* _Work to complete_:
If a record holds a picture, leave the picture out; return everything else exactly.

* _Data supplied_:

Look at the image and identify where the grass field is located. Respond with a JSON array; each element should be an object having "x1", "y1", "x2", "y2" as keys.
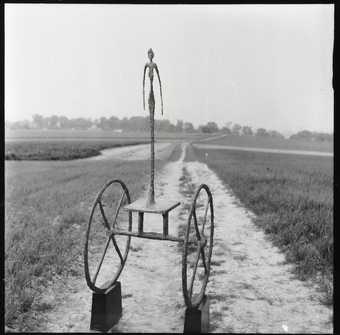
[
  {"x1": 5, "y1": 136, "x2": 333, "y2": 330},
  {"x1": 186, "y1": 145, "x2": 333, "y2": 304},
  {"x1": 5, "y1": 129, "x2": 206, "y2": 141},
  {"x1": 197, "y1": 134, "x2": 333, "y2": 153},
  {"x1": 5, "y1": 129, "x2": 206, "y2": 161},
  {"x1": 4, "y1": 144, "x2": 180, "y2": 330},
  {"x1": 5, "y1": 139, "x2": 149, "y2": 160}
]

* _Written response_:
Look at the image and identify where the grass field is located. Respond with a JSON array; each element should be an object having "x1", "y1", "x2", "y2" as keys.
[
  {"x1": 5, "y1": 136, "x2": 333, "y2": 330},
  {"x1": 186, "y1": 145, "x2": 333, "y2": 304},
  {"x1": 5, "y1": 129, "x2": 206, "y2": 141},
  {"x1": 197, "y1": 134, "x2": 333, "y2": 153},
  {"x1": 5, "y1": 129, "x2": 206, "y2": 161},
  {"x1": 4, "y1": 144, "x2": 180, "y2": 330},
  {"x1": 5, "y1": 139, "x2": 149, "y2": 160}
]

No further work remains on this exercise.